* Challenge *
Copy out the data below with every "pin a point" changed to "mark a point" and everything else left alone.

□ □ □

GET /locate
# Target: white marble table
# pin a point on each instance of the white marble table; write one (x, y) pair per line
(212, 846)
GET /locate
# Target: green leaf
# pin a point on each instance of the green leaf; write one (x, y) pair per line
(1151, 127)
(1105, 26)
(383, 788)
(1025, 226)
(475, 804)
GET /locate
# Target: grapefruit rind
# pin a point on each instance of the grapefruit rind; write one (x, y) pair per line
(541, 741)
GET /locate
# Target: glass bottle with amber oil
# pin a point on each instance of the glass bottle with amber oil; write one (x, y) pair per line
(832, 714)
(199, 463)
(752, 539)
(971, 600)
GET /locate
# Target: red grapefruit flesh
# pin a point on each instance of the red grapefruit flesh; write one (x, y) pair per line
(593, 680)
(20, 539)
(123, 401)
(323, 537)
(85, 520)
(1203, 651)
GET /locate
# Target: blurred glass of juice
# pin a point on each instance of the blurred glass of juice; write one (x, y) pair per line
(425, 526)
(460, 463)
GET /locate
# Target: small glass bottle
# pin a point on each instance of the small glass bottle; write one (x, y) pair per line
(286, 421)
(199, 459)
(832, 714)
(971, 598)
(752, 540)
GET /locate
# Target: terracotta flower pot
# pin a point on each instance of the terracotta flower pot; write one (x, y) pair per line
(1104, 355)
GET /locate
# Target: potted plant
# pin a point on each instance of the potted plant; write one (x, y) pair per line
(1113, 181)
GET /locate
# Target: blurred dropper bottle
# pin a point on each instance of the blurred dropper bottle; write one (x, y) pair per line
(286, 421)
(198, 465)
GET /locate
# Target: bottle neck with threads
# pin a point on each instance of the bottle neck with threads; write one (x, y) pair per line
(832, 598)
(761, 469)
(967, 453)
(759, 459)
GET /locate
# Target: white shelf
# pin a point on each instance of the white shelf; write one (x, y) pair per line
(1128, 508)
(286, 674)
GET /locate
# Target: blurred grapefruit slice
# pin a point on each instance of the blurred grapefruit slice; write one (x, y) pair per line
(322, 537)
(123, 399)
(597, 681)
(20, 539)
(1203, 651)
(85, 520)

□ □ □

* Written answer *
GET /locate
# Target: white marble table
# mark a point on each instance of the white marble table; write one (x, y) pair per line
(212, 846)
GET /locate
# Target: green leaf
# mark a point on each instance of the green leaf; write one (x, y) pair per line
(1151, 127)
(1105, 26)
(383, 788)
(1025, 226)
(475, 804)
GET /locate
# Target: grapefruit rind
# mark a point on each instance of the grapefruit rind; write one (x, y) pair per line
(541, 741)
GET /locate
# Target: glass bottle with amber oil
# mark a point on each instance of the glass bottle with amber oil; write one (x, y) pair per line
(832, 714)
(199, 463)
(752, 539)
(971, 600)
GET /locate
# Target: red grapefruit flesh
# mark a point on each instance of the red grapefruit flesh; write one (x, y) pair per line
(593, 680)
(20, 539)
(123, 401)
(323, 537)
(85, 520)
(1203, 651)
GET /locate
# Target: blurred glass of juice
# mark a point on each instance of the blurred glass of juice; write one (x, y) pair per line
(425, 526)
(460, 463)
GET /locate
# Target: small glass bottle
# mark a point on each instance of the small glass bottle; write one (x, y) pair per line
(286, 421)
(199, 459)
(832, 714)
(971, 598)
(752, 540)
GET /locate
# Target: terracotta flower pot
# mark a point on each instance of the terracotta flower pot; write one (x, y) pair per line
(1104, 355)
GET /locate
# Target: potted plant
# mark a point on each instance of the potted plant; write one (x, y) pair per line
(1113, 181)
GET /locate
# Target: blurred dropper bottle
# mark a point on each instance of the blurred dropper bottle; write one (x, y) pair per line
(286, 421)
(198, 465)
GET /locate
# Target: bottle neck with threads
# mark a point on each instance of the bottle neck with threads; write one (x, y) pair per line
(832, 598)
(761, 469)
(967, 453)
(759, 459)
GET /locate
# Target: white shelf
# mark a point on each instance of the white shelf; write one (x, y) pair per line
(1128, 508)
(286, 674)
GET /locate
# Target: blurred grapefruit slice
# mark a point on each instance of the blurred grapefruit slice; write one (x, y) pair per line
(322, 537)
(123, 399)
(597, 681)
(20, 539)
(1203, 651)
(85, 520)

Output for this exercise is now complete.